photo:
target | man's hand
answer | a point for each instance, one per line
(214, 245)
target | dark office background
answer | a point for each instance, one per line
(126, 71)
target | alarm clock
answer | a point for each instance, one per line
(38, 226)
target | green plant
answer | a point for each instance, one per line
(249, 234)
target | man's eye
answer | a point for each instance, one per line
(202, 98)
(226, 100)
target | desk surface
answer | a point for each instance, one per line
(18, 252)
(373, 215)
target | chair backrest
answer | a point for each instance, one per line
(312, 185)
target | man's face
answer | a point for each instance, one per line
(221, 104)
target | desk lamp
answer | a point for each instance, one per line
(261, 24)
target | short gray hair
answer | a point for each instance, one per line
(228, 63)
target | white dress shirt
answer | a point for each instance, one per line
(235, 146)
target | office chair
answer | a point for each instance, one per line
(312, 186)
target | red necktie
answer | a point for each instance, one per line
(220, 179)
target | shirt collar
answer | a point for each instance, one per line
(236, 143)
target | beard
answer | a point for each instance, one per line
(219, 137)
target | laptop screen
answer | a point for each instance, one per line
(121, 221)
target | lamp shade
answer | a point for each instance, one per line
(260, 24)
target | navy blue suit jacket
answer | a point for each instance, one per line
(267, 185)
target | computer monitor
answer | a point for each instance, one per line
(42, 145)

## PROBLEM STATEMENT
Copy out the listing above word for word.

## WRITTEN RESPONSE
photo:
target | man's hand
answer | a point for each instance, one per line
(214, 245)
target | dark office background
answer | a point for each instance, one per line
(126, 71)
target | alarm clock
answer | a point for each instance, one per line
(38, 226)
target | green plant
answer | a point for each instance, one per line
(249, 234)
target | man's eye
answer | a point for each instance, one per line
(202, 98)
(226, 100)
target | desk surface
answer | a point for each instance, one per line
(18, 252)
(373, 215)
target | chair backrest
answer | a point for each instance, one per line
(312, 185)
target | man's face
answer | a point for each instance, one per line
(221, 104)
target | desk lamp
answer | a point for each instance, one per line
(261, 24)
target | short gray hair
answer | a point for each instance, one per line
(228, 63)
target | white dress shirt
answer | a point for each instance, one per line
(235, 146)
target | office chair
answer | a point for each instance, one per line
(312, 186)
target | red necktie
answer | a point for each instance, one per line
(220, 179)
target | shirt collar
answer | a point for each instance, one per line
(236, 143)
target | beard
answer | a point for each instance, one per line
(219, 137)
target | laptop screen
answer | a point for each instance, one per line
(121, 221)
target | lamp shade
answer | a point for each instance, one per line
(260, 24)
target | navy blue suit jacket
answer | a point for each instance, one per line
(267, 185)
target | computer monitor
answer | a point for each instance, one per line
(42, 145)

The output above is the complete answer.